◆ Consigne donnée A ◆
Veuillez traduire en anglais la phrase suivante, tirée du texte sur le Brexit : « L’ambassadeur britannique John Marshall a ouvert l’événement avec des déclarations fortes. »

◆ Passage fourni ◆
+++

« Des quotas de cabillaud contre des équivalences Mifid » : c’est ainsi que Nicolas Mackel, CEO de Luxembourg For Finance, a décrit avec humour le possible déroulement des discussions en cours concernant le Brexit.
Il l’a fait lors du webinaire ‘Focus on Brexit’ organisé par Luxembourg for Finance (LFF), l’agence qui contribue à la diffusion de l’image du Luxembourg en tant que centre financier. Lors du webinaire, plusieurs initiés du secteur financier ont fait part de leur vision concernant les potentiels scénarios futurs relatifs au Brexit.
L’ambassadeur britannique John Marshall a ouvert l’événement avec des déclarations fortes. Bien que le ton ait été plus diplomatique que celui habituellement utilisé par les ministres du gouvernement britannique, le contenu, les arguments et le style rhétorique reflétaient bien ceux du gouvernement Johnson.
UE déraisonnable ?

+++

◆ Consigne donnée B ◆
Dénombrez les lignes des enregistrements ci-dessous qui contiennent la chaîne « antenna », en tenant compte de la casse, puis indiquez uniquement ce nombre.

+++

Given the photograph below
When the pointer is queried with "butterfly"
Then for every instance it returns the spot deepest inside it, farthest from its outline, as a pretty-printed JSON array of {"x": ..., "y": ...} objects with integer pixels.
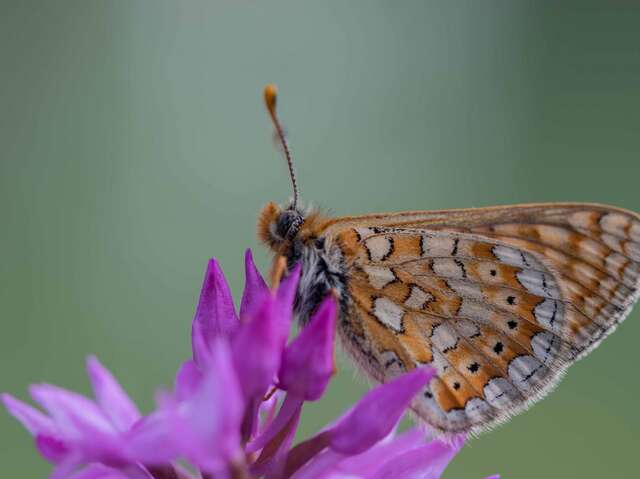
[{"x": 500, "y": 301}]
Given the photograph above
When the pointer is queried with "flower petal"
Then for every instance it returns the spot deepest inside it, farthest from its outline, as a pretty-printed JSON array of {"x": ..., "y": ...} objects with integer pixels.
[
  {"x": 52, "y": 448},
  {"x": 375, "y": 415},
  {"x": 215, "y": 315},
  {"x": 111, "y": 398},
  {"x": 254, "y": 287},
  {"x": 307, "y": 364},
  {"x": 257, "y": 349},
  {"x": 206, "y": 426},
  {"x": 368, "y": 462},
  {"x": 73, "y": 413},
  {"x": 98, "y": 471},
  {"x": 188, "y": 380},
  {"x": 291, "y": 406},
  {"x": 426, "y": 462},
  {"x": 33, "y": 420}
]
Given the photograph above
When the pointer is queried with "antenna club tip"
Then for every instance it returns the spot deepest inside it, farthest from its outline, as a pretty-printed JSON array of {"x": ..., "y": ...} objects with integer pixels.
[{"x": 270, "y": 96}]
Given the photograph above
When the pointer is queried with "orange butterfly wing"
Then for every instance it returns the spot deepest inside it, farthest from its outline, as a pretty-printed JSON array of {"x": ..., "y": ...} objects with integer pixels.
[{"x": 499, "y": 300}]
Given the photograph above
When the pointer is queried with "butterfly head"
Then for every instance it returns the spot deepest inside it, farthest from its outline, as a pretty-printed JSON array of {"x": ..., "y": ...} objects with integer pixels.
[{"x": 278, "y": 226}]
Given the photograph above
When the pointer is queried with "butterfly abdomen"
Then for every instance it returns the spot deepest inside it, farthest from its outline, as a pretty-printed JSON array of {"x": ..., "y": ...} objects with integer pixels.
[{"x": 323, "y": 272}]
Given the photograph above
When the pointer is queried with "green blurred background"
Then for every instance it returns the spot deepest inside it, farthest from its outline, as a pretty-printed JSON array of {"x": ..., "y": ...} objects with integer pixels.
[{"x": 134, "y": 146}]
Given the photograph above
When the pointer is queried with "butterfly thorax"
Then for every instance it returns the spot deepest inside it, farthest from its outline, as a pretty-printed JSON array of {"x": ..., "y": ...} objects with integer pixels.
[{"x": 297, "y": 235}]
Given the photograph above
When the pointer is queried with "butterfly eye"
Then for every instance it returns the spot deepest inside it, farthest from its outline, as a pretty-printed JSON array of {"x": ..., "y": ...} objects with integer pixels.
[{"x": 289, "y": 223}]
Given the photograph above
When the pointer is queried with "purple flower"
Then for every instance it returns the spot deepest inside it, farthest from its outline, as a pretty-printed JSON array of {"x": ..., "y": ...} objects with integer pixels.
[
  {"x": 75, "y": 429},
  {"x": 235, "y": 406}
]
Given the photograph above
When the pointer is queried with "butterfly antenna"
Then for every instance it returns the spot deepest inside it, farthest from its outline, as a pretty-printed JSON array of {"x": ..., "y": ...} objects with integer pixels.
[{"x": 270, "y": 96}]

+++

◆ Résultat final A ◆
British Ambassador John Marshall opened the event with strong statements.

◆ Résultat final B ◆
2